## TÂCHE 1
Comptez les lignes des entrées où figure la chaîne « tree » ; donnez ce nombre et rien d'autre.

## TEXTE SOURCE
+--

En tout cas, ce n'est pas parce que j'ai le profil « geek » qu'on peut systématiquement me saquer lors des promotions sous prétexte que – selon mon employeur – programmer ne serai pas pour moi un travail mais un véritable jeu. Et aussi parce que – par définition – je serai quelqu'un d'asocial, incapable de travailler en équipe et complétement à l'ouest pour tout ce qui est relationnel. Depuis que je suis sorti de l'école et que je me défonce pour cette boite, je vois systématiquement les mecs beaux parleurs et bien fringués me passer devant. Une fois j'ai essayé de mettre un costume, pour voir. Tout ce que j'ai réussi, c'est d'être encore plus ridicule que d'habitude.

Au bureau, mon pire ennemi, s'appelle Kevin. Rien que son prénom de débecte. Ce type est un pauvre con, il ne comprends rien à rien, il ne glande rien de la journée – à part surfer sur internet mais je ne pense pas que ça a quelque chose à voir avec le travail qu'il est censé faire. Et c'est ce minable qui est systématiquement crédité de toutes mes idées. Faut dire que, je ne sais pas pourquoi mais, à chaque fois que je lance une idée en réunion, tout le monde me regarde avec de grands yeux ahuris. Et la semaine suivante, Kevin propose la même chose et là, tout le monde applaudi. On le félicite pour son investissement, pour son imagination et tout et tout. Et moi je reste le vilain petit crapaud que personne ne comprend.

+--

## TÂCHE 2
Veuillez recopier à l'identique le passage du texte source situé entre « Au bureau, mon » et « personne ne comprend. », bornes incluses.

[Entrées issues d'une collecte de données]

+--

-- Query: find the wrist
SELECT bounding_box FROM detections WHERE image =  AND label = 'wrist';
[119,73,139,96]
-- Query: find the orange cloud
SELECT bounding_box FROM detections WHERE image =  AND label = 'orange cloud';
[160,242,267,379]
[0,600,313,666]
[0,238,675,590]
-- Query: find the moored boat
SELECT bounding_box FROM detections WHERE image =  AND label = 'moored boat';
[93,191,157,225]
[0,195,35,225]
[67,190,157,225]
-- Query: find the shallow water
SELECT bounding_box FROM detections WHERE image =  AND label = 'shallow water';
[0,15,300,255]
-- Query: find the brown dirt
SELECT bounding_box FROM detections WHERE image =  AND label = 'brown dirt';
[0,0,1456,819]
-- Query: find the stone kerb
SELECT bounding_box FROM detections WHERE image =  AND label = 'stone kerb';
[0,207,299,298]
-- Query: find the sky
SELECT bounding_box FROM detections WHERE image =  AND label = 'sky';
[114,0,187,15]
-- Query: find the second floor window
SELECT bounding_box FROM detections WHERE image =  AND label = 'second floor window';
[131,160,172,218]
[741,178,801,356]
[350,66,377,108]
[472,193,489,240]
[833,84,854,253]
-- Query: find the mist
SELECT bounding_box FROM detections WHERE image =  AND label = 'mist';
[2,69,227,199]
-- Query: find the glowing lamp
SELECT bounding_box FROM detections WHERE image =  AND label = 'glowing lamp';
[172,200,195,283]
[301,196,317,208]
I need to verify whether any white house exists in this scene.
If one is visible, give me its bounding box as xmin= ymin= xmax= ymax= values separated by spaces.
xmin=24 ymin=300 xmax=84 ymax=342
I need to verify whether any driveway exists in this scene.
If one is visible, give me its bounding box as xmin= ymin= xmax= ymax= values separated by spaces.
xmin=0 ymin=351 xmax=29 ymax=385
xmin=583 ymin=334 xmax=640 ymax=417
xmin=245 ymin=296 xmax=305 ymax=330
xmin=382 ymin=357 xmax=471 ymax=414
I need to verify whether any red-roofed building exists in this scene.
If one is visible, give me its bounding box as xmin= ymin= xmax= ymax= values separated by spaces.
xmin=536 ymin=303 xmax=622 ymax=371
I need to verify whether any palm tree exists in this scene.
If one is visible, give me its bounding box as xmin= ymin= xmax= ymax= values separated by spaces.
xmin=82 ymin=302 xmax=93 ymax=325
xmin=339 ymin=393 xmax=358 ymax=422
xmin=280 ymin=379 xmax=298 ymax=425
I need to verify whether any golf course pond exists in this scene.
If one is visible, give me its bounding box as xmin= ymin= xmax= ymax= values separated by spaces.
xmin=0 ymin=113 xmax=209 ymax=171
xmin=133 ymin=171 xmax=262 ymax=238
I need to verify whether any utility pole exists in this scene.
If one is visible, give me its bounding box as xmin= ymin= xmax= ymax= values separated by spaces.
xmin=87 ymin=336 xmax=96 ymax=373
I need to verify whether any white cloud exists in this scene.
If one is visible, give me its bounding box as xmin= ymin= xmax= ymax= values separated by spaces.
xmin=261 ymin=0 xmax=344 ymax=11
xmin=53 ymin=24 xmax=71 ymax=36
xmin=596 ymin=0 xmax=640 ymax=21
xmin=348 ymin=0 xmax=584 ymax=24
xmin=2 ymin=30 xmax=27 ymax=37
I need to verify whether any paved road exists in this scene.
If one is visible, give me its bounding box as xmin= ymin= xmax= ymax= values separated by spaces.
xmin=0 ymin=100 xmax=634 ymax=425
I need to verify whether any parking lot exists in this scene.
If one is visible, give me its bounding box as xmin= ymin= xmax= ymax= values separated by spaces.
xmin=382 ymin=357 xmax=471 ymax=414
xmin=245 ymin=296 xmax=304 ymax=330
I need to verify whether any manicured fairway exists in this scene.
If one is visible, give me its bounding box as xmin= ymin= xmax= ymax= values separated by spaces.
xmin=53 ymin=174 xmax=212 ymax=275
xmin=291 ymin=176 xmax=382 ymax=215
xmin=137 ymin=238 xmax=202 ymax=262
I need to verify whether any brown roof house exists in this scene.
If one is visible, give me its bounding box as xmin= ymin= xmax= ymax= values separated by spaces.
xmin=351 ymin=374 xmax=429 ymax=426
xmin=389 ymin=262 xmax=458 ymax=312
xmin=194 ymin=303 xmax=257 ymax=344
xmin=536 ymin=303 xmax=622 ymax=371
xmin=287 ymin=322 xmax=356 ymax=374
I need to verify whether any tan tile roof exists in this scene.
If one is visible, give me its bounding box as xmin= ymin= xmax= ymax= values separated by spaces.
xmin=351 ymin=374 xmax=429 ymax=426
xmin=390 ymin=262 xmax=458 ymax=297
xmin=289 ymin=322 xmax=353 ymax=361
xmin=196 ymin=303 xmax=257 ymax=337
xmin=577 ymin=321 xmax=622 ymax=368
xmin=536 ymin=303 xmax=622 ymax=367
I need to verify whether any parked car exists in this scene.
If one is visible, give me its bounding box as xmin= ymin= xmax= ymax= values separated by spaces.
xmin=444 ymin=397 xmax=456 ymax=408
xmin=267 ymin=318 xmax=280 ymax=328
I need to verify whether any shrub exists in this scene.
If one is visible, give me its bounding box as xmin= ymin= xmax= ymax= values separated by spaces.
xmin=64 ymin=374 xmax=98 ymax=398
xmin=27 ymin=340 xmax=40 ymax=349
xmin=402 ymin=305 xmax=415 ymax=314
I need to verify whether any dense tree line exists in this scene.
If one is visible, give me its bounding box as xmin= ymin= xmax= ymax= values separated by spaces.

+--

## SORTIE COMPLÈTE 1
2

## SORTIE COMPLÈTE 2
Au bureau, mon pire ennemi, s'appelle Kevin. Rien que son prénom de débecte. Ce type est un pauvre con, il ne comprends rien à rien, il ne glande rien de la journée – à part surfer sur internet mais je ne pense pas que ça a quelque chose à voir avec le travail qu'il est censé faire. Et c'est ce minable qui est systématiquement crédité de toutes mes idées. Faut dire que, je ne sais pas pourquoi mais, à chaque fois que je lance une idée en réunion, tout le monde me regarde avec de grands yeux ahuris. Et la semaine suivante, Kevin propose la même chose et là, tout le monde applaudi. On le félicite pour son investissement, pour son imagination et tout et tout. Et moi je reste le vilain petit crapaud que personne ne comprend.